---------- Material ----------
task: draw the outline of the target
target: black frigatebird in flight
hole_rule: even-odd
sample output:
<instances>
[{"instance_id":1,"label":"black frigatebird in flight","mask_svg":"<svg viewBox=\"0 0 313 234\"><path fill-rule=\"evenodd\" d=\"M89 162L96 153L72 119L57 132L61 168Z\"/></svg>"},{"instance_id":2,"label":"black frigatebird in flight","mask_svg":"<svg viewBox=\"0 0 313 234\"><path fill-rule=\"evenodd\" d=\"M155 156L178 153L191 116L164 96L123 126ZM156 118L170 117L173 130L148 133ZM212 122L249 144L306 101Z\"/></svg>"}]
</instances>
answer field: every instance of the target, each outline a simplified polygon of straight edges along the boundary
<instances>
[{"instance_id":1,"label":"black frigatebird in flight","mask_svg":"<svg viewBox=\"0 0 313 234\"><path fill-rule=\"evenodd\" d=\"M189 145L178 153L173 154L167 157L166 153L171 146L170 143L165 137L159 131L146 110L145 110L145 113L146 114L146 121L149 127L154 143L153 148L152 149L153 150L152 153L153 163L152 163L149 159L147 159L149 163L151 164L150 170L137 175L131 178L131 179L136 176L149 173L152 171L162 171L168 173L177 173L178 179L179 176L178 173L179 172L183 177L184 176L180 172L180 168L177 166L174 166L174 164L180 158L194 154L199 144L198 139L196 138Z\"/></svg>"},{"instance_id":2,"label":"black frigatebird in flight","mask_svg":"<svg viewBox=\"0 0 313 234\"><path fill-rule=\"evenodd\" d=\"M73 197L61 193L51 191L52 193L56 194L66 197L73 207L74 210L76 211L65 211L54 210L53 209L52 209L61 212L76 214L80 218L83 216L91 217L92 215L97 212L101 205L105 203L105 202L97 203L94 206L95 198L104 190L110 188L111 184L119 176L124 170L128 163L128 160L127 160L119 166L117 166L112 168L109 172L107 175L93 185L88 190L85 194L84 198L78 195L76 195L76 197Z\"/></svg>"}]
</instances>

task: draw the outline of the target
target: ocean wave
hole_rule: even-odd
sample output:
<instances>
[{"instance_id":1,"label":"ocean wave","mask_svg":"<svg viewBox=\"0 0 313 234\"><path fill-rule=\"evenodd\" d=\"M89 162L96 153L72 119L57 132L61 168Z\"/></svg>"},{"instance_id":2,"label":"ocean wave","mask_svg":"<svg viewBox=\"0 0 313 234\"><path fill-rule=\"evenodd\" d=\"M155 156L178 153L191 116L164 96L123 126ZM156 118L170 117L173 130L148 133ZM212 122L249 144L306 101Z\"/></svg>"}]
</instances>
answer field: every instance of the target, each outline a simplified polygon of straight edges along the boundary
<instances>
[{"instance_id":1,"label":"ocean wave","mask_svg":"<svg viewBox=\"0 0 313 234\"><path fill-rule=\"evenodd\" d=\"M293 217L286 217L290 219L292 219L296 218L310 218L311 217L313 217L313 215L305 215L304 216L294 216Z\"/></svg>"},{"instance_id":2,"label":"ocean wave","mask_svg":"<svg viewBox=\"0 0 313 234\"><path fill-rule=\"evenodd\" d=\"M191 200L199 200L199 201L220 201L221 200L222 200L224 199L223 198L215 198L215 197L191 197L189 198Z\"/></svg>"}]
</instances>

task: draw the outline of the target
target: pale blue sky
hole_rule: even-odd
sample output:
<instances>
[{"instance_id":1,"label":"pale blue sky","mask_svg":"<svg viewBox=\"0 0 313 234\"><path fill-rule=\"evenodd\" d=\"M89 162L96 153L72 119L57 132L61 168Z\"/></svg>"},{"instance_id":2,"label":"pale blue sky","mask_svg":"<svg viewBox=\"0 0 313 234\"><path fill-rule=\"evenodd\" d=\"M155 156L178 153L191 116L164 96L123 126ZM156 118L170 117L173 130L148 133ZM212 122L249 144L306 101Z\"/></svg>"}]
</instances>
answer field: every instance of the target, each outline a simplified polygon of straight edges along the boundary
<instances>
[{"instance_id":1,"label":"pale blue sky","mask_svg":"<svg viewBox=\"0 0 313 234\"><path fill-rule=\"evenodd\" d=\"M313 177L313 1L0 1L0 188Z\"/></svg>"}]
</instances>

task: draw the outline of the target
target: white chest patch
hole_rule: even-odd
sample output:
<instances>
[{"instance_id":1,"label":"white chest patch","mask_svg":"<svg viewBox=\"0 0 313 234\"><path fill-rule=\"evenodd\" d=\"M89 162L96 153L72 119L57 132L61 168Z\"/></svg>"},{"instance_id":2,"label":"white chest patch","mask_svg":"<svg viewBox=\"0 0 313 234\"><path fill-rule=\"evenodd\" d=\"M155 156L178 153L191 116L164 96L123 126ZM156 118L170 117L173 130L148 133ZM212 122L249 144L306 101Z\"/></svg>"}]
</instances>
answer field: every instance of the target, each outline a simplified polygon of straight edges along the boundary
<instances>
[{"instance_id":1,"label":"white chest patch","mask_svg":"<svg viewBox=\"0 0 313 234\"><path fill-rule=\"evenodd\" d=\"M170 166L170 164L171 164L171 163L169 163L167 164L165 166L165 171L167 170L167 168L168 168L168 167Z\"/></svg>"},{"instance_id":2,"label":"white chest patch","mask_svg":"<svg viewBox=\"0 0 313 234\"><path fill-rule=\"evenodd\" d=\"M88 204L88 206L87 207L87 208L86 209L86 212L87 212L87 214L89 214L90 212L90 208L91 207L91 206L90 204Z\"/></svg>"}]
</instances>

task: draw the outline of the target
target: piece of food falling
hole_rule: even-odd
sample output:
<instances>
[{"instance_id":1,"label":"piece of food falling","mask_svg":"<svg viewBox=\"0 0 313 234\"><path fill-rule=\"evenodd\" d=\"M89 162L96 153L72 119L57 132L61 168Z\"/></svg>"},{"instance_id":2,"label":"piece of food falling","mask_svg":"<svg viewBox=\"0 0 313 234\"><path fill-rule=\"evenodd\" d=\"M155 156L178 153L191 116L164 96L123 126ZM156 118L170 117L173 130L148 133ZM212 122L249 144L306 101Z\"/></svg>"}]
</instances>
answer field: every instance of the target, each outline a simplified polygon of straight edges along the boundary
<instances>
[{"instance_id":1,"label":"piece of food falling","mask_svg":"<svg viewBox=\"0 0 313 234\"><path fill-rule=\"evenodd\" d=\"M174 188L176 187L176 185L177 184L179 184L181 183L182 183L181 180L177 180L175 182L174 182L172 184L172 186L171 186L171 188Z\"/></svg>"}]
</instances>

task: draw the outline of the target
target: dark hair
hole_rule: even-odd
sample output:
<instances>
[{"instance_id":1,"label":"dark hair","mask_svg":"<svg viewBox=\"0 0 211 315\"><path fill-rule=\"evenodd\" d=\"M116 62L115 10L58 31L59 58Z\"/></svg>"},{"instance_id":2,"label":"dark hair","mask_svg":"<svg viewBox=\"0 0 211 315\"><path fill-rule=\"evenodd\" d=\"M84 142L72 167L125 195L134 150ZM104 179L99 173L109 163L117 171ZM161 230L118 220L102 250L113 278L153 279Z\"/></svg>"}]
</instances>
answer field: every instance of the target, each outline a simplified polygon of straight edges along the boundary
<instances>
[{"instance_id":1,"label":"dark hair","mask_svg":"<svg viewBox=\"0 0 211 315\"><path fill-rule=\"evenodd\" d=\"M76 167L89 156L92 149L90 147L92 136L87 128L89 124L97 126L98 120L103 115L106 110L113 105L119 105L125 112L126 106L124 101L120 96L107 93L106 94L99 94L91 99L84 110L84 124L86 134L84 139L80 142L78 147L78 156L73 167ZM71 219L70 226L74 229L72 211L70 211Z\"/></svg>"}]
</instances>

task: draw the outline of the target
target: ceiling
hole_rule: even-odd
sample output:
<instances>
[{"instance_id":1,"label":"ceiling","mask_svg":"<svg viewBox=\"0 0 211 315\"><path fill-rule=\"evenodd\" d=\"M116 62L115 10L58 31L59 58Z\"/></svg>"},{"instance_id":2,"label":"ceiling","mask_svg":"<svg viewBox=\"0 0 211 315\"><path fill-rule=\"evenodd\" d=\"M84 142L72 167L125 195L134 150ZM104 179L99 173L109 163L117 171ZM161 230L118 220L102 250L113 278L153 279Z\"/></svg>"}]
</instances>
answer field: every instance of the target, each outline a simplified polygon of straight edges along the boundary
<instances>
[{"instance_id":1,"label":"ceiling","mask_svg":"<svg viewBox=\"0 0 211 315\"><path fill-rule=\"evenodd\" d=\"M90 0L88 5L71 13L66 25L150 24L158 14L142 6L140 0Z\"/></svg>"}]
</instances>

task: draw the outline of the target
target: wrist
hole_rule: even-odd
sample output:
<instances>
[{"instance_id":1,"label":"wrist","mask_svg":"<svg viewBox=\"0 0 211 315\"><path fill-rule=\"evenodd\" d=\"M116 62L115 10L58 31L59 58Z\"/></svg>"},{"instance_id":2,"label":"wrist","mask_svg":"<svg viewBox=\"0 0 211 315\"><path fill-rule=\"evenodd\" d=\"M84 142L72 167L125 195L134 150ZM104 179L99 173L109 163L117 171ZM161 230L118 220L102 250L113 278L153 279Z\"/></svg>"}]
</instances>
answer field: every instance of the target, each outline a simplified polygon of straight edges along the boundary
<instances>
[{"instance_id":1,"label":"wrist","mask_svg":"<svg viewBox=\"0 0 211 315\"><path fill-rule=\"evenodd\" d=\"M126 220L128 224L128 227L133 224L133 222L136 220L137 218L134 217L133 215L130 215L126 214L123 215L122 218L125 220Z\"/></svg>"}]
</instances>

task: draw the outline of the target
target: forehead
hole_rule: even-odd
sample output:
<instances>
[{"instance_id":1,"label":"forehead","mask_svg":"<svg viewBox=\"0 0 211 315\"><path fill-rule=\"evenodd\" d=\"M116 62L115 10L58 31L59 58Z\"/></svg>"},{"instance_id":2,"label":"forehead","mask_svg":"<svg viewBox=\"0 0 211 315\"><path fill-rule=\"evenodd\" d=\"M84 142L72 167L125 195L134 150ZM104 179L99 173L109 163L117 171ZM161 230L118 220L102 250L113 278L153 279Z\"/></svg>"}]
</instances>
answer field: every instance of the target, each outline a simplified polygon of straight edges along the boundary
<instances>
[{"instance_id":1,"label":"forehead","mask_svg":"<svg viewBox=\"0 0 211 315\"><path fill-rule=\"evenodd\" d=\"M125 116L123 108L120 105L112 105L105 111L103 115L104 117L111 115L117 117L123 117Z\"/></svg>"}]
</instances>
----------
> [Instructions for the task] Gather each line of the records above that contains the word "wave" and copy those lines out in full. Case counts, so include only lines that match that capitalization.

> [The output]
target: ocean wave
[{"instance_id":1,"label":"ocean wave","mask_svg":"<svg viewBox=\"0 0 313 234\"><path fill-rule=\"evenodd\" d=\"M89 162L96 153L72 119L57 132L61 168Z\"/></svg>"},{"instance_id":2,"label":"ocean wave","mask_svg":"<svg viewBox=\"0 0 313 234\"><path fill-rule=\"evenodd\" d=\"M155 156L178 153L191 116L164 96L123 126ZM156 118L170 117L173 130L148 133ZM212 122L249 144L306 101Z\"/></svg>"}]
[{"instance_id":1,"label":"ocean wave","mask_svg":"<svg viewBox=\"0 0 313 234\"><path fill-rule=\"evenodd\" d=\"M293 217L286 217L290 219L292 219L296 218L310 218L311 217L313 217L313 215L305 215L304 216L294 216Z\"/></svg>"},{"instance_id":2,"label":"ocean wave","mask_svg":"<svg viewBox=\"0 0 313 234\"><path fill-rule=\"evenodd\" d=\"M191 200L199 200L199 201L220 201L221 200L222 200L224 199L223 198L215 198L215 197L191 197L189 198Z\"/></svg>"}]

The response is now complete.